━━ Page excerpt ━━
We begin by considering the Jensen-Shannon divergence between $p_g$ and $p_r$, denoted $D_\text{JS}$: \begin{align} \hspace{-1.5cm}D_\text{JS}(p_g\Vert p_r)&=\frac{1}{2}D_\text{KL}\left(p_g\left\Vert\frac{p_g+p_r}{2}\right.\right)+\frac{1}{2}D_\text{KL}\left(p_r\left\Vert\frac{p_g+p_r}{2}\right.\right) \\ &=\frac{1}{2}\mathbb{E}_{\mathbf{x}\sim p_g}\left[\log\frac{2 p_r(\mathbf{x})}{p_g(\mathbf{x})+p_r(\mathbf{x})}\right]+\frac{1}{2}\mathbb{E}_{\mathbf{x}\sim p_r}\left[\log\frac{2 p_g(\mathbf{x})}{p_g(\mathbf{x})+p_r(\mathbf{x})}\right] \\ &=\frac{1}{2}C(G)+\log 2, \end{align} which implies that \begin{equation} C(G)=2D_\text{JS}(p_g\Vert p_r)-2\log 2 \end{equation} Therefore, $C(G)$ achieves its minimum if and only if $D_\text{JS}(p_g\Vert p_r)$ reaches its minimum, which is zero, occurring when $p_g=p_r$.
━━━
━━ Information provided ━━
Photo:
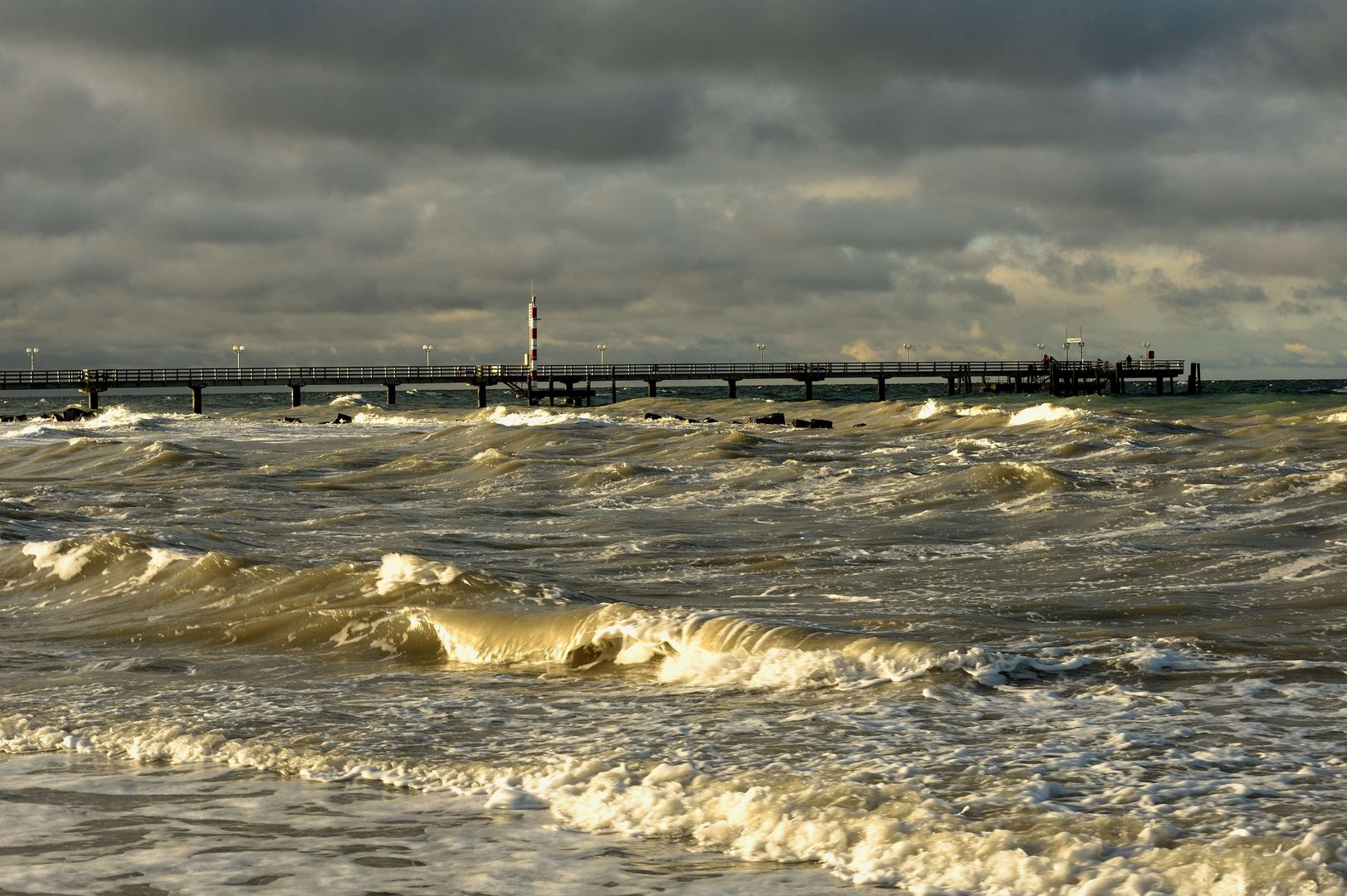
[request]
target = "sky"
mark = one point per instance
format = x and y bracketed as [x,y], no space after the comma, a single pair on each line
[341,183]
━━━
_Aim of the task:_ Reproduce the Jensen-Shannon divergence derivation above word for word, without changing any symbol.

_Exercise output:_
We begin by considering the Jensen-Shannon divergence between $p_g$ and $p_r$, denoted $D_\text{JS}$: \begin{align} \hspace{-1.5cm}D_\text{JS}(p_g\Vert p_r)&=\frac{1}{2}D_\text{KL}\left(p_g\left\Vert\frac{p_g+p_r}{2}\right.\right)+\frac{1}{2}D_\text{KL}\left(p_r\left\Vert\frac{p_g+p_r}{2}\right.\right) \\ &=\frac{1}{2}\mathbb{E}_{\mathbf{x}\sim p_g}\left[\log\frac{2 p_r(\mathbf{x})}{p_g(\mathbf{x})+p_r(\mathbf{x})}\right]+\frac{1}{2}\mathbb{E}_{\mathbf{x}\sim p_r}\left[\log\frac{2 p_g(\mathbf{x})}{p_g(\mathbf{x})+p_r(\mathbf{x})}\right] \\ &=\frac{1}{2}C(G)+\log 2, \end{align} which implies that \begin{equation} C(G)=2D_\text{JS}(p_g\Vert p_r)-2\log 2 \end{equation} Therefore, $C(G)$ achieves its minimum if and only if $D_\text{JS}(p_g\Vert p_r)$ reaches its minimum, which is zero, occurring when $p_g=p_r$.